• WHAT YOU WILL DO: Reproduce, character for character, the lines of the entries below, beginning with the line containing "point: low hills" and continuing through the end of the entries. Omit the pictures from your answer.

-- MATERIALS PROVIDED start --

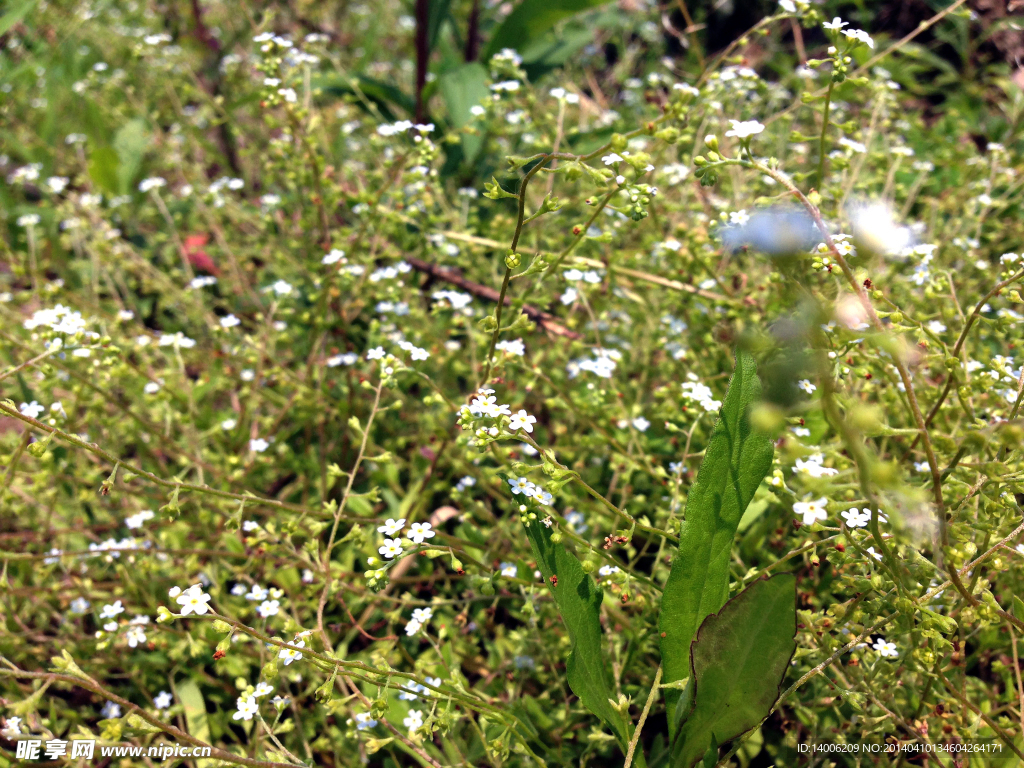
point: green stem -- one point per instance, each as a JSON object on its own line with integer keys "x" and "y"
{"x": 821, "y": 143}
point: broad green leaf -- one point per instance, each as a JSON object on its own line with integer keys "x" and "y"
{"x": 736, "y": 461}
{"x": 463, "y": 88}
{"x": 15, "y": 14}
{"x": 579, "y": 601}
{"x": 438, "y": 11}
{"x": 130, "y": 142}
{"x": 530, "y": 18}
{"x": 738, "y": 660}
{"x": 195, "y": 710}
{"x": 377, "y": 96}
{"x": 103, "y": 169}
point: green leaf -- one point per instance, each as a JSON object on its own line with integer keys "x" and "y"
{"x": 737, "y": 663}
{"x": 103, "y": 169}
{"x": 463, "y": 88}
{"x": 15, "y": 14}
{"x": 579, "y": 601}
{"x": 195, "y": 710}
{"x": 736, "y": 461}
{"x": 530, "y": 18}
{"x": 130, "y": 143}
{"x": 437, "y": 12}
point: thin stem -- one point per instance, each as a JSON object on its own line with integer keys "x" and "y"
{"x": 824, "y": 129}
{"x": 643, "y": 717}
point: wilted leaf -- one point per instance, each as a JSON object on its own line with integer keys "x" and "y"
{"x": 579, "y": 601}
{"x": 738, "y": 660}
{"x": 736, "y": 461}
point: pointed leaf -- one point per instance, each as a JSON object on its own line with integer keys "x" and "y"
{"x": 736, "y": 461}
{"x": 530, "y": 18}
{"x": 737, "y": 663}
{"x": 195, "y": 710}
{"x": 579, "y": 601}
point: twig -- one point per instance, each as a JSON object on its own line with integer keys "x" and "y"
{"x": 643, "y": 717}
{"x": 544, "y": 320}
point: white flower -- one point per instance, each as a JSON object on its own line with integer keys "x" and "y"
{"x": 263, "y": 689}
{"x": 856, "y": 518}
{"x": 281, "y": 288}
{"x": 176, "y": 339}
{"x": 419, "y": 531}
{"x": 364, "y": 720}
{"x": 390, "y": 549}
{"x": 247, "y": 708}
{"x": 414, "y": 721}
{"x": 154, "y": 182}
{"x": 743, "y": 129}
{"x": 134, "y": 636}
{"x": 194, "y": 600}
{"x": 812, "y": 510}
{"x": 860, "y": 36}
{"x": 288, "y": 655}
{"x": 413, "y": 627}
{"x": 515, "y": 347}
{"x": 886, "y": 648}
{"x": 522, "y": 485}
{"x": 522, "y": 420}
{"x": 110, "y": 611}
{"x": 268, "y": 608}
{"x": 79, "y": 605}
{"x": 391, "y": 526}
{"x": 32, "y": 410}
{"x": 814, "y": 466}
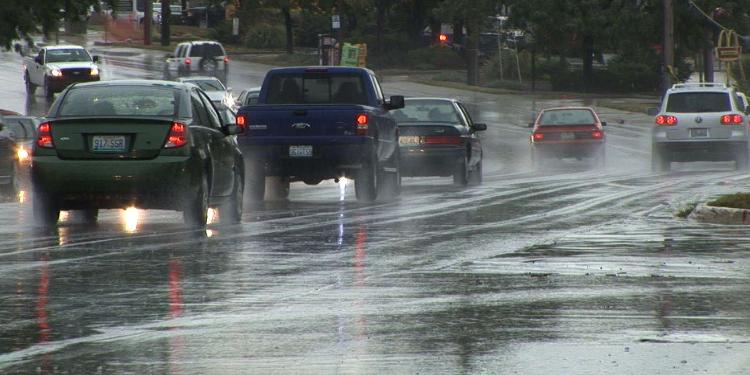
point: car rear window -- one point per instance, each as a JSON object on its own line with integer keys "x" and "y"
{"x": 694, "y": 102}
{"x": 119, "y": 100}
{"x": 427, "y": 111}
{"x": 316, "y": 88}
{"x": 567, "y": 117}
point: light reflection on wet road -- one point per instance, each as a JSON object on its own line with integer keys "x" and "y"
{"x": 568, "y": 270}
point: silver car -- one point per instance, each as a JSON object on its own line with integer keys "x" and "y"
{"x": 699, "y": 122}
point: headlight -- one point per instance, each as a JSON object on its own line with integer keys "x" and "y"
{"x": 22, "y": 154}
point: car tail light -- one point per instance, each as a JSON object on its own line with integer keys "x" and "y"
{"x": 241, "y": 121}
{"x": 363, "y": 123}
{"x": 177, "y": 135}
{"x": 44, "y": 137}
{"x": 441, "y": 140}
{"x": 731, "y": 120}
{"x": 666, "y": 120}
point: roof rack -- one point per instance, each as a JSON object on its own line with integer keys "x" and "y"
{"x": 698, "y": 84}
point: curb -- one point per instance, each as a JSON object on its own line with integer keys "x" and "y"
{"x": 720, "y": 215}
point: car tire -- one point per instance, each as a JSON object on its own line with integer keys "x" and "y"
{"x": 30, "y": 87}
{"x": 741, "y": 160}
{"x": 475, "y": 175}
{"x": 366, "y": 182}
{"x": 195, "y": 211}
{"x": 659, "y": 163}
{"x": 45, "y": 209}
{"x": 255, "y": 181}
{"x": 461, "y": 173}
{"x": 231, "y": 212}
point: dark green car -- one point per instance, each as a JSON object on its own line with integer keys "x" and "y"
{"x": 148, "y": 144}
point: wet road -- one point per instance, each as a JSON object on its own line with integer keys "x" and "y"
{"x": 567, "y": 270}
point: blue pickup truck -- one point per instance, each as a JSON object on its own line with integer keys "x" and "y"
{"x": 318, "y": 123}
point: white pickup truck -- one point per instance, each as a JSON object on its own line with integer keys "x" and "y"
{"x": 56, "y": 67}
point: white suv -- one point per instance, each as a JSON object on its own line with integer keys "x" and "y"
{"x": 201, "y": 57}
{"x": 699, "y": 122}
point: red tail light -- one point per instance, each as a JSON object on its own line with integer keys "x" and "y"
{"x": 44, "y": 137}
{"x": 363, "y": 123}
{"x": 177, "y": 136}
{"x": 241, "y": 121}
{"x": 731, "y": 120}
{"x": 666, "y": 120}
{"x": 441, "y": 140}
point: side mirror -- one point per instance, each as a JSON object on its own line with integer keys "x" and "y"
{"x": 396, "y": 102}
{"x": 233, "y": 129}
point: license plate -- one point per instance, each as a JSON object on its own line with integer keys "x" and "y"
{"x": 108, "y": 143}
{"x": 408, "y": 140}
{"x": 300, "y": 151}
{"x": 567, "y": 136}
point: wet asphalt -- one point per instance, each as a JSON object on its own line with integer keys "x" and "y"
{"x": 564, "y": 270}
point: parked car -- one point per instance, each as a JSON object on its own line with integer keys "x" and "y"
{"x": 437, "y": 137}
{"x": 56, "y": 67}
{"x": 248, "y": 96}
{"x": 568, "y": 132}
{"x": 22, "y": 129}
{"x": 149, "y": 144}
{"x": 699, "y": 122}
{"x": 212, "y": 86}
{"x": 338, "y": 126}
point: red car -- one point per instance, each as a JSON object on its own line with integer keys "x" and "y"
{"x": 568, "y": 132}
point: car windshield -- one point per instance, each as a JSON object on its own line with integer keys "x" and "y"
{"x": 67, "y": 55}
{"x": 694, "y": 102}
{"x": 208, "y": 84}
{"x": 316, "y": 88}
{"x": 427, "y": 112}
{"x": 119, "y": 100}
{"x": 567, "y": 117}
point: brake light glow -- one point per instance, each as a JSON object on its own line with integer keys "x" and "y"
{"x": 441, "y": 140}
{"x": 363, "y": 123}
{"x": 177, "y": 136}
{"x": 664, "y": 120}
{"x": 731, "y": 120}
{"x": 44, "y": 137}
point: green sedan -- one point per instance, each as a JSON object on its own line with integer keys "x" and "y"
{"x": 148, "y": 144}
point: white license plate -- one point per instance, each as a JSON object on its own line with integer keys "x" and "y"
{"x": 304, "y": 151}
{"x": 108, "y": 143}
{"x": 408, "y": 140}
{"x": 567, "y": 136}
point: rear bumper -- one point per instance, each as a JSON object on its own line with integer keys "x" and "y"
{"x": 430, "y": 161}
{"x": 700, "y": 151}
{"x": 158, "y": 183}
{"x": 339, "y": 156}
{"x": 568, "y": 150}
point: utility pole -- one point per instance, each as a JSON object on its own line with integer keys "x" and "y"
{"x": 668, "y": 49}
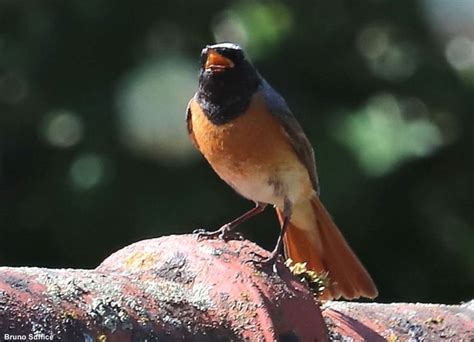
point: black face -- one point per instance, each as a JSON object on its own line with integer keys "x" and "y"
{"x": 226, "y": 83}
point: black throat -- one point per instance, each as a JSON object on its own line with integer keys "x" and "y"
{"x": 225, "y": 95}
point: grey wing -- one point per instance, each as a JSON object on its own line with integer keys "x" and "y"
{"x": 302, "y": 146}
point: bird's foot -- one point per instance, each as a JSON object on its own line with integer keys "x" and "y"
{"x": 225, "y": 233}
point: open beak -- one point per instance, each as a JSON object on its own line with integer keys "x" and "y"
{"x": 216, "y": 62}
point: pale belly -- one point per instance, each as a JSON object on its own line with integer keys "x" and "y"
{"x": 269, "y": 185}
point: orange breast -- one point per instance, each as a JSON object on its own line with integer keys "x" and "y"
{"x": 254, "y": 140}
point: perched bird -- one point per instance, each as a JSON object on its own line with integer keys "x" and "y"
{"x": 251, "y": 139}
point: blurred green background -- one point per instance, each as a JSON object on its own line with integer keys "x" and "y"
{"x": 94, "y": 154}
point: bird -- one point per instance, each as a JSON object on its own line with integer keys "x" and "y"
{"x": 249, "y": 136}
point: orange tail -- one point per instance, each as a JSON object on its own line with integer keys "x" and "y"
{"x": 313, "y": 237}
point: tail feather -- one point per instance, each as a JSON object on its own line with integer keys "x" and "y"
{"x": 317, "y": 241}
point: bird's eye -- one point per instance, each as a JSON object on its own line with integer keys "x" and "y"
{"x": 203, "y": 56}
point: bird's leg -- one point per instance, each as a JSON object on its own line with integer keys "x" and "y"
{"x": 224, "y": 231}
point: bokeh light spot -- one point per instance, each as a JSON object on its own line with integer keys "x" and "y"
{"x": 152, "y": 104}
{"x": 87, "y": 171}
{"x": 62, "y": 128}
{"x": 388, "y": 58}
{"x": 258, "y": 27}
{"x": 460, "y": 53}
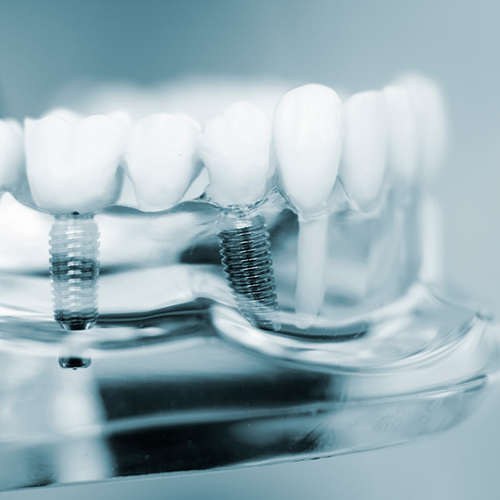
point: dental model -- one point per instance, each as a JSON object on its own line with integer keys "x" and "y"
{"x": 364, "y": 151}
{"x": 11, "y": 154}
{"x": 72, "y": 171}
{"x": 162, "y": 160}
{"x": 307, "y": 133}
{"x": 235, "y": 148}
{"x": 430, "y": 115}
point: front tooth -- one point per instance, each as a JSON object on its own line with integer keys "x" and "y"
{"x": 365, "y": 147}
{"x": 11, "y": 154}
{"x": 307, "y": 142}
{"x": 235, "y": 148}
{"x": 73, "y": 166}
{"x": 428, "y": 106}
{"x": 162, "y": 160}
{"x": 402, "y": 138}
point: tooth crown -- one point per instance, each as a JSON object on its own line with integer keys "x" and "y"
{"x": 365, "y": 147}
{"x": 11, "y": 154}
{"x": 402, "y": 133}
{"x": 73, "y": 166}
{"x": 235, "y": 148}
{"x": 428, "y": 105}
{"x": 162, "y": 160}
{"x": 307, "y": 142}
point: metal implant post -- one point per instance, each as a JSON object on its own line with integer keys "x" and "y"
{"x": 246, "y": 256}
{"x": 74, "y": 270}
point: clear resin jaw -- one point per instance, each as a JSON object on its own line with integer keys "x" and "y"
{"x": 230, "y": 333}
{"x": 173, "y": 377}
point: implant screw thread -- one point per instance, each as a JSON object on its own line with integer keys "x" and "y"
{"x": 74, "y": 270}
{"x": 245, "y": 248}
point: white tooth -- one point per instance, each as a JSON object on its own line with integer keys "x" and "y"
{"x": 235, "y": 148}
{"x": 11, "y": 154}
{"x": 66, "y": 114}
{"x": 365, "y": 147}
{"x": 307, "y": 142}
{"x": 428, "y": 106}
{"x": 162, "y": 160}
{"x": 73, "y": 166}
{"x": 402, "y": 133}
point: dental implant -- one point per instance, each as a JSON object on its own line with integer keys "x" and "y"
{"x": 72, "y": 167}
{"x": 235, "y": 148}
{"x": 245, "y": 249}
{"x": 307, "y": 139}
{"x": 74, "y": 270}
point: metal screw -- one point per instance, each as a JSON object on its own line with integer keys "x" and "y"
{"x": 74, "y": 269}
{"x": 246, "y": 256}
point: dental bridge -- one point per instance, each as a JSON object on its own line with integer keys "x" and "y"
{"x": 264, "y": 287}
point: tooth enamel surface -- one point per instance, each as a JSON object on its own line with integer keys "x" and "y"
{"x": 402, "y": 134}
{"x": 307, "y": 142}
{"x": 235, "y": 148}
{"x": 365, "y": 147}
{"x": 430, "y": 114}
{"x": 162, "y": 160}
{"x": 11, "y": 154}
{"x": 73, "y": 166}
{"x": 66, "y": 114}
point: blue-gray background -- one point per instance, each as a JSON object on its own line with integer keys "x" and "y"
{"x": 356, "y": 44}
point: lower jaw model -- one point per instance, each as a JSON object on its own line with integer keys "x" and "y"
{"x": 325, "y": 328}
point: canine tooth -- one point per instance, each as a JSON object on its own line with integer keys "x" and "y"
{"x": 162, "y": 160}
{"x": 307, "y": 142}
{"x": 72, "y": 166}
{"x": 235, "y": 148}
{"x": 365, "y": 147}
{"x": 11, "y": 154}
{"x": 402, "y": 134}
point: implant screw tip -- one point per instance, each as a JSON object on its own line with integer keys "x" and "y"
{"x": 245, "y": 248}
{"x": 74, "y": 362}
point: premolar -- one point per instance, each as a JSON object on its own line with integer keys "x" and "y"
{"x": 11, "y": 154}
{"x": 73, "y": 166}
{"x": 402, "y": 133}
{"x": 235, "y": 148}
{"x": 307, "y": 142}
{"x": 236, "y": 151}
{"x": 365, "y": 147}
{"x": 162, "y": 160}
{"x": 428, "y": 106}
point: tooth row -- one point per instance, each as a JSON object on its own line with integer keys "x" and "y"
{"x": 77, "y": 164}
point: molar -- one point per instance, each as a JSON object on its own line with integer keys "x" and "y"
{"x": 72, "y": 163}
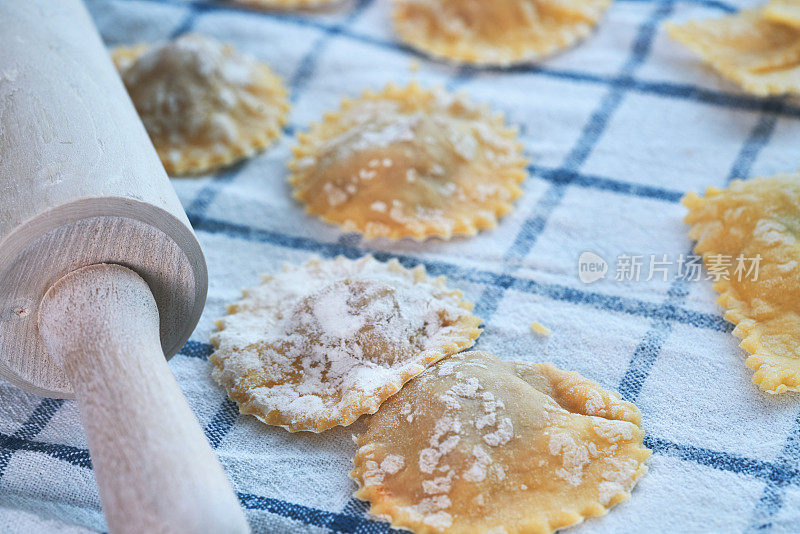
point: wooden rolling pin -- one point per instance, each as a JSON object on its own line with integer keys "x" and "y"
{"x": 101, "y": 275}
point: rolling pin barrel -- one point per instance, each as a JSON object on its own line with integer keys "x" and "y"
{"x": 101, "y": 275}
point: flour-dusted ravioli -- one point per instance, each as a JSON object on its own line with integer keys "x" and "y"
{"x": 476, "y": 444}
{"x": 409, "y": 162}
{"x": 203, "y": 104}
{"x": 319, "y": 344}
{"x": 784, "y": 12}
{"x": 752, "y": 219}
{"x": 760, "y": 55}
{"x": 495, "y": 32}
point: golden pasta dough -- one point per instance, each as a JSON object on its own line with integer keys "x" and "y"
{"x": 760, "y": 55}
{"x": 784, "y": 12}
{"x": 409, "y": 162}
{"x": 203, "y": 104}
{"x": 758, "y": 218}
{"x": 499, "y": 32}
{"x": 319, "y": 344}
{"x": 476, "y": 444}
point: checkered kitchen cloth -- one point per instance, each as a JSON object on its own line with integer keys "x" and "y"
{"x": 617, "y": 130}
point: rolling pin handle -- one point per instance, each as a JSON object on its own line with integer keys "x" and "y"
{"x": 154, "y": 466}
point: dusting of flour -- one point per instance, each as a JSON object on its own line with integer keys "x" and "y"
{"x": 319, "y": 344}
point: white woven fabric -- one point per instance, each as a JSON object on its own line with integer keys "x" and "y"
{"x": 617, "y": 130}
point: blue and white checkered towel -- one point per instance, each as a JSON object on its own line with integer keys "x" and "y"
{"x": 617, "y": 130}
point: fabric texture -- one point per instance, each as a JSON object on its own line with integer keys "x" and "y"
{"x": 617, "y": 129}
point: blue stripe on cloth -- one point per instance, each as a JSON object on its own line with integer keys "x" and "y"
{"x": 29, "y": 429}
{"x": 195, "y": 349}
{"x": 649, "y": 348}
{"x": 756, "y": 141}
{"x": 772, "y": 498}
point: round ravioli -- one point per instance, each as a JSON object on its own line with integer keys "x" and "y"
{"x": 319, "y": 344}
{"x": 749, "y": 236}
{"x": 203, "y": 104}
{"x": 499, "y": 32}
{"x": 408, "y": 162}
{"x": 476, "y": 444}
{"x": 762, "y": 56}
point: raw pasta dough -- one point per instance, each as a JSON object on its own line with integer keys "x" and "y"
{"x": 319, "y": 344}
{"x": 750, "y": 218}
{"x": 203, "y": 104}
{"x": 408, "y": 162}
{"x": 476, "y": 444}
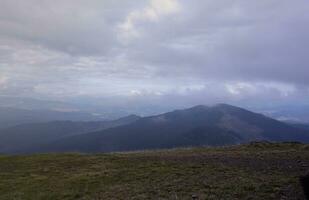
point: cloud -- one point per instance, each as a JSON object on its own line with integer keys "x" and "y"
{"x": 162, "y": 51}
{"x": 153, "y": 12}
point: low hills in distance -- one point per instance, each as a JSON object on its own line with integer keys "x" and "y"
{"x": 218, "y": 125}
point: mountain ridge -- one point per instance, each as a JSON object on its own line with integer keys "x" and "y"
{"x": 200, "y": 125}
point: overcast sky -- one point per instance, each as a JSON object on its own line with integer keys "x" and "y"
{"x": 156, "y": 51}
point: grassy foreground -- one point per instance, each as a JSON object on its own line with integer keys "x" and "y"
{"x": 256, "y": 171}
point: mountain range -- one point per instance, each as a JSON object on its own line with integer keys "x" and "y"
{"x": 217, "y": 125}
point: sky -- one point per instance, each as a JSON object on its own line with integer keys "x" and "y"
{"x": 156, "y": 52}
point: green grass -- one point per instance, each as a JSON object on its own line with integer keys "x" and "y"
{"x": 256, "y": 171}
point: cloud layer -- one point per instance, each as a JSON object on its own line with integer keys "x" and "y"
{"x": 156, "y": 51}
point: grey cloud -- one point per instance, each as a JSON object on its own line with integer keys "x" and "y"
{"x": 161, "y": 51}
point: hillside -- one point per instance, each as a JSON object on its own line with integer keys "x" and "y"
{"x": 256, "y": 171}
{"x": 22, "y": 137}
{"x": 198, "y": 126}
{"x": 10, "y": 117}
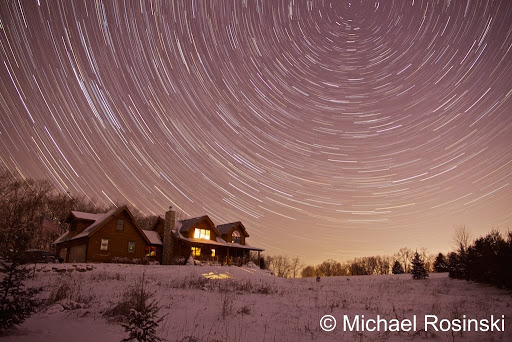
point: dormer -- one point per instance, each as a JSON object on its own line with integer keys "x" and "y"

-- MATERIALS PROVIDED end --

• EXERCISE OUTPUT:
point: low hills in distance -- one point per instance, each as a JSON object on its own line with integer keys "x" and "y"
{"x": 218, "y": 125}
point: mountain ridge -- one point per instance, each as a JSON object on its own line with integer keys "x" and "y"
{"x": 200, "y": 125}
point: overcast sky -- one point per instance, each as a JSON object on its own line with integer keys "x" and "y"
{"x": 156, "y": 51}
point: grassy foreground -- one point per instance, each as a JSON object on its own line with integer keys "x" and "y"
{"x": 256, "y": 171}
point: mountain range -- one point per instance, each as a JSON object on its own line with integer keys "x" and "y"
{"x": 217, "y": 125}
point: sky -- one point per instance, each as a JSON object on its own line with integer keys "x" and "y"
{"x": 156, "y": 52}
point: green grass -- one point per instance, each as a JSON object on its own line with integer keys "x" and "y"
{"x": 256, "y": 171}
point: cloud layer -- one point per instance, each as a JSON object on its own line with integer keys "x" and "y"
{"x": 156, "y": 51}
point: grey cloud -- one point per instance, each as a JSON object on its own line with integer keys "x" and "y"
{"x": 161, "y": 51}
point: hillside -- one point per instance, each as a JSON object on its own line with integer keys "x" and "y"
{"x": 256, "y": 171}
{"x": 22, "y": 137}
{"x": 198, "y": 126}
{"x": 10, "y": 117}
point: dormer -- one point per instance, each as a JSON object on its own line with integer keys "x" and "y"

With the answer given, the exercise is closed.